[Records shown]:
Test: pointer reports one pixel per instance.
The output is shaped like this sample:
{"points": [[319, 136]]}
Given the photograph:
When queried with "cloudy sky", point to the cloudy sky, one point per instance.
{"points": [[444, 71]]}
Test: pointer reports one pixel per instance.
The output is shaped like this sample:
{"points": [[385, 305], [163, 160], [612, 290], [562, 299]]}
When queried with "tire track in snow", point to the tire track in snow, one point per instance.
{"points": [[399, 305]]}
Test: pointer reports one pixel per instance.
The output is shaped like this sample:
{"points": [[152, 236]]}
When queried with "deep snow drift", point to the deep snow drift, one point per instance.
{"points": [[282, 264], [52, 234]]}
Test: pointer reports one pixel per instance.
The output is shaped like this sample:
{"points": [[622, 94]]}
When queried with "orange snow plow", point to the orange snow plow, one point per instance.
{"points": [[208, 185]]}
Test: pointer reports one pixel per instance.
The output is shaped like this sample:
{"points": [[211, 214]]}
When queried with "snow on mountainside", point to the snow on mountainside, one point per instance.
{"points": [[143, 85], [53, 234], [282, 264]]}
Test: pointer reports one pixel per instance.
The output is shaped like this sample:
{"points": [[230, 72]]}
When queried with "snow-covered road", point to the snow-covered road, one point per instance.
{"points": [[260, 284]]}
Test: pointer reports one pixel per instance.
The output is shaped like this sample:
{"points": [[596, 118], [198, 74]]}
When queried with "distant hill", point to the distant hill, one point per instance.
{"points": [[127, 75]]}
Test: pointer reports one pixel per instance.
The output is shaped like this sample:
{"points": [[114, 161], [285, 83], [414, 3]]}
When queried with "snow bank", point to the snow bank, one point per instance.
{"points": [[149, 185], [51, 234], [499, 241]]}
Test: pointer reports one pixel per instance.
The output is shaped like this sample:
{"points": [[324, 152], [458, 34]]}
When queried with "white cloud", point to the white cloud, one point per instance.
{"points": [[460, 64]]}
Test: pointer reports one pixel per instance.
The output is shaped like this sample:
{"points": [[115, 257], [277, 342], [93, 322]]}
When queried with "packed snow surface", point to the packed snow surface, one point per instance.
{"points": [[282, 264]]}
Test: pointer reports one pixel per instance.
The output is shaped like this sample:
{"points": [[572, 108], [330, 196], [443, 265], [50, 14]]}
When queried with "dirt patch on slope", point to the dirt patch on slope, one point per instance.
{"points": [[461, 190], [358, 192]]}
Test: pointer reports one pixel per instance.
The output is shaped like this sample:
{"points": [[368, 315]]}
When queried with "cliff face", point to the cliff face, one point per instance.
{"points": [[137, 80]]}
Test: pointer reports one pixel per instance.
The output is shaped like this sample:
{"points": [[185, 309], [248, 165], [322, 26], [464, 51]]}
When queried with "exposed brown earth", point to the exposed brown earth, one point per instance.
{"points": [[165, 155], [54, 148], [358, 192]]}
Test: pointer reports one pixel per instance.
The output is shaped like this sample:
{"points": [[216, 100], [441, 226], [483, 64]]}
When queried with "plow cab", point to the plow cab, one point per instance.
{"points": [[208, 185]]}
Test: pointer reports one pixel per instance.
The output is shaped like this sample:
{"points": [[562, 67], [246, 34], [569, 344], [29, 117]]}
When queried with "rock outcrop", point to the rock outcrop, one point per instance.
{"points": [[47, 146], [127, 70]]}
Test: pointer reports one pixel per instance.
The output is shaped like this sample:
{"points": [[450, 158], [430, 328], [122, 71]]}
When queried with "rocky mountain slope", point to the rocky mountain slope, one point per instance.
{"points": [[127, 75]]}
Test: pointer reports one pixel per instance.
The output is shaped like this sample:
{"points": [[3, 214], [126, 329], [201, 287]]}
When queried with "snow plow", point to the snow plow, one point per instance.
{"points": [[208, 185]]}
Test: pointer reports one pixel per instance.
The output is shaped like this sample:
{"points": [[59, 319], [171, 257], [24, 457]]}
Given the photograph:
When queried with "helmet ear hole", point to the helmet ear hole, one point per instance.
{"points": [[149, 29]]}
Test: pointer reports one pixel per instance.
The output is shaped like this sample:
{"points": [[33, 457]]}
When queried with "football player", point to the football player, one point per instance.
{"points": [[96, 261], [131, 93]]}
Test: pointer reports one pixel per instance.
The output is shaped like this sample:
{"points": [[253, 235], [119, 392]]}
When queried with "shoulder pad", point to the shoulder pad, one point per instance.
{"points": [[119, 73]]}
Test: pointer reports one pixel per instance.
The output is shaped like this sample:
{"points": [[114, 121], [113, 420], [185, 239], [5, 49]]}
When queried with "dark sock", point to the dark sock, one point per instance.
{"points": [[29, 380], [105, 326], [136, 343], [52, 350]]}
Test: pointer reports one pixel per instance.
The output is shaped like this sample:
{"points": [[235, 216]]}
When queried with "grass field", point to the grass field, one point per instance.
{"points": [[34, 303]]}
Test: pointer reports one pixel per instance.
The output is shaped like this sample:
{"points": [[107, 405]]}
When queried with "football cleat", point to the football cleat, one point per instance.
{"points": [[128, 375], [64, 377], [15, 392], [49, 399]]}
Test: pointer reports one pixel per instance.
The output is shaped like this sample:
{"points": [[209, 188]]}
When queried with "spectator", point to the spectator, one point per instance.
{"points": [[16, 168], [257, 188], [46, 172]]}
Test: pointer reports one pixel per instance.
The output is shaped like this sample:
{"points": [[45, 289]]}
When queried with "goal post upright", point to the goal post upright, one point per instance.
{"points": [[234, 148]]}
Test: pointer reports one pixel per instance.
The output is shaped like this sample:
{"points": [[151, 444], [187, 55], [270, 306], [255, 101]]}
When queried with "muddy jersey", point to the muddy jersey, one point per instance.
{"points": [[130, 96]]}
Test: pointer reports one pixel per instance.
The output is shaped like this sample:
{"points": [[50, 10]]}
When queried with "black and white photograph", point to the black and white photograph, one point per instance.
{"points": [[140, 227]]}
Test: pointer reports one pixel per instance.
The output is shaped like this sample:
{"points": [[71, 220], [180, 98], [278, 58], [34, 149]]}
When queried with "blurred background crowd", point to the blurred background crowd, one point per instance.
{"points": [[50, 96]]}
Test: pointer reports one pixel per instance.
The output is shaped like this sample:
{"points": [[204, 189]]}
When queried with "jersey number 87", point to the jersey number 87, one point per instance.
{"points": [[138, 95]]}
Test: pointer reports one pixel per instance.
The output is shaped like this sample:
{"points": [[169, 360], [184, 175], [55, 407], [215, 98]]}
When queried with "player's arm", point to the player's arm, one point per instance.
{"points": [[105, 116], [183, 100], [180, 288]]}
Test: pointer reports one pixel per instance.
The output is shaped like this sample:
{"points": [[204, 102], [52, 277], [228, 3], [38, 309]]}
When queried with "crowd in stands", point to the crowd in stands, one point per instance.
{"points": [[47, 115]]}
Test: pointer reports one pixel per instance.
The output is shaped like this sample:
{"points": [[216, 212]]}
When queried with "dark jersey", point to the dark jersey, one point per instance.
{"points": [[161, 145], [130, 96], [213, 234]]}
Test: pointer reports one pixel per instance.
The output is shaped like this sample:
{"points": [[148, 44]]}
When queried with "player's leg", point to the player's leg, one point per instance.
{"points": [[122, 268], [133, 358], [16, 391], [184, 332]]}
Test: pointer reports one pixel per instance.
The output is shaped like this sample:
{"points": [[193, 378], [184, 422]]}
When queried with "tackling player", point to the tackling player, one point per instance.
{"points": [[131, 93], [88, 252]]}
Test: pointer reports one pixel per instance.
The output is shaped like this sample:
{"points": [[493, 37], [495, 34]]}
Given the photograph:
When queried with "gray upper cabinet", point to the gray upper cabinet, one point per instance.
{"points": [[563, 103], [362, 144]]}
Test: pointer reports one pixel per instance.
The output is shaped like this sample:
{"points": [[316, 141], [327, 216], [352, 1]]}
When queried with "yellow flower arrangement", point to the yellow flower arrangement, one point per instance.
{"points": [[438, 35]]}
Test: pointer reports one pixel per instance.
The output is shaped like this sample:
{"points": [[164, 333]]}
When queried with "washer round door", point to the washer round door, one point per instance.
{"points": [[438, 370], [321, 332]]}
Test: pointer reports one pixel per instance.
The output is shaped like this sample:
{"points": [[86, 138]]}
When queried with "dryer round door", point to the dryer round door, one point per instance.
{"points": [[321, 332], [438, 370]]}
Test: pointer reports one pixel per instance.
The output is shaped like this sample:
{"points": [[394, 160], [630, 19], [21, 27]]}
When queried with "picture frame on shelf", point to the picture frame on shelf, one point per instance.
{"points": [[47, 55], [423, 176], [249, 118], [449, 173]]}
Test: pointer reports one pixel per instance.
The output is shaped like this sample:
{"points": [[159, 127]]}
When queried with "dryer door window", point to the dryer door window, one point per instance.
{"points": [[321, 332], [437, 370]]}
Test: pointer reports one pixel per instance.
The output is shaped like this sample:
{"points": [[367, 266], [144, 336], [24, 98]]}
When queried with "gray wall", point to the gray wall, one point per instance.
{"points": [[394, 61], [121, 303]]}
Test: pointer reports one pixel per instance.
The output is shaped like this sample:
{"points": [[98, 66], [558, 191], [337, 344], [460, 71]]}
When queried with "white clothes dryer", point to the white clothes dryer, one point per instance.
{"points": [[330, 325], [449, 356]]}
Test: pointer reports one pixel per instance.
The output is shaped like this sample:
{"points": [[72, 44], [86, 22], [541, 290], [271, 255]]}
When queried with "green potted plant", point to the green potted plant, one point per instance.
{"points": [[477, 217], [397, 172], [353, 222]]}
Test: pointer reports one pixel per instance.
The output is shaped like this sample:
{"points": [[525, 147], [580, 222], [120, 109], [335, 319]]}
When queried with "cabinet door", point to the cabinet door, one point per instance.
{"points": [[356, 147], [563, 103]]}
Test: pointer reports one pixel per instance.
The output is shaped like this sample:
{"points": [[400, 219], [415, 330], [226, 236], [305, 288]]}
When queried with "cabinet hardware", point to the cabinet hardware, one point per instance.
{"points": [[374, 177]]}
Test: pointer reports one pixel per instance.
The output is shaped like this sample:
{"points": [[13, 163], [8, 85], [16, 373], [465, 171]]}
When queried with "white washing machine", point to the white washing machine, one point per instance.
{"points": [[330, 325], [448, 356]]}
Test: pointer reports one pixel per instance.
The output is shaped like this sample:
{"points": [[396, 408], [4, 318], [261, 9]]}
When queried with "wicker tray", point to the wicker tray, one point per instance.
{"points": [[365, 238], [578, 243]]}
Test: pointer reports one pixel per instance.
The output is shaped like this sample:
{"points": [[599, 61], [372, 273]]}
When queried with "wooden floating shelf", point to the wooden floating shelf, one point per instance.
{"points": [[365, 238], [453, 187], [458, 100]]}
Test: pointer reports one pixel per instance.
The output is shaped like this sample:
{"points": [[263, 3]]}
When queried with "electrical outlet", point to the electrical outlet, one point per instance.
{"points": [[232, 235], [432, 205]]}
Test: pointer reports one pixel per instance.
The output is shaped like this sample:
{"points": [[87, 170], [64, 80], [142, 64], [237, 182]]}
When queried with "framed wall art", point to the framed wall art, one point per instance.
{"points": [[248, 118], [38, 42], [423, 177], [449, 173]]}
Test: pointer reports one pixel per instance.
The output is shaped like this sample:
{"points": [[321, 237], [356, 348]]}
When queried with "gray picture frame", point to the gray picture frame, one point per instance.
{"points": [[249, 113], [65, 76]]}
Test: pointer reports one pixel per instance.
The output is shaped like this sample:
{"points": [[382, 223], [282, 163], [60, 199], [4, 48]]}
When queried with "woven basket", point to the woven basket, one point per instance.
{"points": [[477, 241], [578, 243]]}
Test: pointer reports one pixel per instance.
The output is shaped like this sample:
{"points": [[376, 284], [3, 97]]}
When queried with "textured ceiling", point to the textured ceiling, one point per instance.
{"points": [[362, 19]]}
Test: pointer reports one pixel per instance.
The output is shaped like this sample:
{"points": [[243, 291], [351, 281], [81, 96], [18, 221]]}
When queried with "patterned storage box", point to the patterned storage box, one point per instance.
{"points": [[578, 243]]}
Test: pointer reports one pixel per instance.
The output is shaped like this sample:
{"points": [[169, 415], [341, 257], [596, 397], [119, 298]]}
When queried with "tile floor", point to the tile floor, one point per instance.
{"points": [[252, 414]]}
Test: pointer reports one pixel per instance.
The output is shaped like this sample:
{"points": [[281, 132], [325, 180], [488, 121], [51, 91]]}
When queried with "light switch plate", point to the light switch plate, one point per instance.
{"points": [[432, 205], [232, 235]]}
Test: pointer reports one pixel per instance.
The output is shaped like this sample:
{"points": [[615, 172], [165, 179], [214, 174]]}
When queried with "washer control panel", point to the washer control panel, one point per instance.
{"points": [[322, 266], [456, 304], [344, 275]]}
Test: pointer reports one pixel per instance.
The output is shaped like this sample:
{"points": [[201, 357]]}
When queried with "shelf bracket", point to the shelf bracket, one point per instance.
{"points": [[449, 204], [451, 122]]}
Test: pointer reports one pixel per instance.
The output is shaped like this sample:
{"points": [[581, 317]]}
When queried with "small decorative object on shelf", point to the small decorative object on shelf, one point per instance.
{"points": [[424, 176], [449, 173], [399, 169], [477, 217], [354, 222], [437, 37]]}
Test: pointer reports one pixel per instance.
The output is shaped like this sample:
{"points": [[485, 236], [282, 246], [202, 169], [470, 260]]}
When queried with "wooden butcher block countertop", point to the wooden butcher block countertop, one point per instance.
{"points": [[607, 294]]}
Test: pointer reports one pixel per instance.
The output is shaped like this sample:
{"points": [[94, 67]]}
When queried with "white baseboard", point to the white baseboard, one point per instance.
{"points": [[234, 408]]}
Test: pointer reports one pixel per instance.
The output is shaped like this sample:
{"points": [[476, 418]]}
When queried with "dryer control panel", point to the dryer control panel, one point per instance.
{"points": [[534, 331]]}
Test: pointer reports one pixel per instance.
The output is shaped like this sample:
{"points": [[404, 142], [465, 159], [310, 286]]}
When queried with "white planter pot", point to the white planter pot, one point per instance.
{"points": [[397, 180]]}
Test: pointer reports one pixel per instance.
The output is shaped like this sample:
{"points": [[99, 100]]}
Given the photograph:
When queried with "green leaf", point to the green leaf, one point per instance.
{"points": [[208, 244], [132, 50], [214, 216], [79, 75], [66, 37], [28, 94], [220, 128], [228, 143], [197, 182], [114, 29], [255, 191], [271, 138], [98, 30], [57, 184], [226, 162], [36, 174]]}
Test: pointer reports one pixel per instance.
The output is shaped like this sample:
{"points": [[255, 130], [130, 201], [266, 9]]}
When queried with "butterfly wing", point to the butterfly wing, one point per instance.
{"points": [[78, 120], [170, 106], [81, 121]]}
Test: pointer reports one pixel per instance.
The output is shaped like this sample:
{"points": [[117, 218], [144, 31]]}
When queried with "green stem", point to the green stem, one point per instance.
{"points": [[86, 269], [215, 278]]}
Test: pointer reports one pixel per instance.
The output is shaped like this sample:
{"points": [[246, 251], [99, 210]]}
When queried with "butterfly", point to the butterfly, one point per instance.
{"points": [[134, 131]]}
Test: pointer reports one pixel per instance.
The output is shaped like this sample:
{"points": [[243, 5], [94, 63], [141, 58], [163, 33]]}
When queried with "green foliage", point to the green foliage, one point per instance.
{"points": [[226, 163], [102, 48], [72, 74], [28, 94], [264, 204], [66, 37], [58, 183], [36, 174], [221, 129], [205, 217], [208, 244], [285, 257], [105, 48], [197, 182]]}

[Your instructions]: Pick out each line in the entries above that has the word "snow" in it, and copy those lines.

[Response]:
When queried with "tire track in snow", point to the tire track in snow, one point per instance.
When queried with "deep snow drift", point to the deep snow drift, one point per instance.
When queried with "orange snow plow", point to the orange snow plow, one point per instance.
When queried with "snow on mountainside", point to the snow on mountainside, one point per instance.
When queried with "snow-covered road", point to the snow-covered road, one point per instance.
When queried with "snow bank", point to the snow bank, one point per instance.
When queried with "packed snow surface", point to the packed snow surface, one point per instance.
When queried with "snow plow", point to the snow plow, one point per instance.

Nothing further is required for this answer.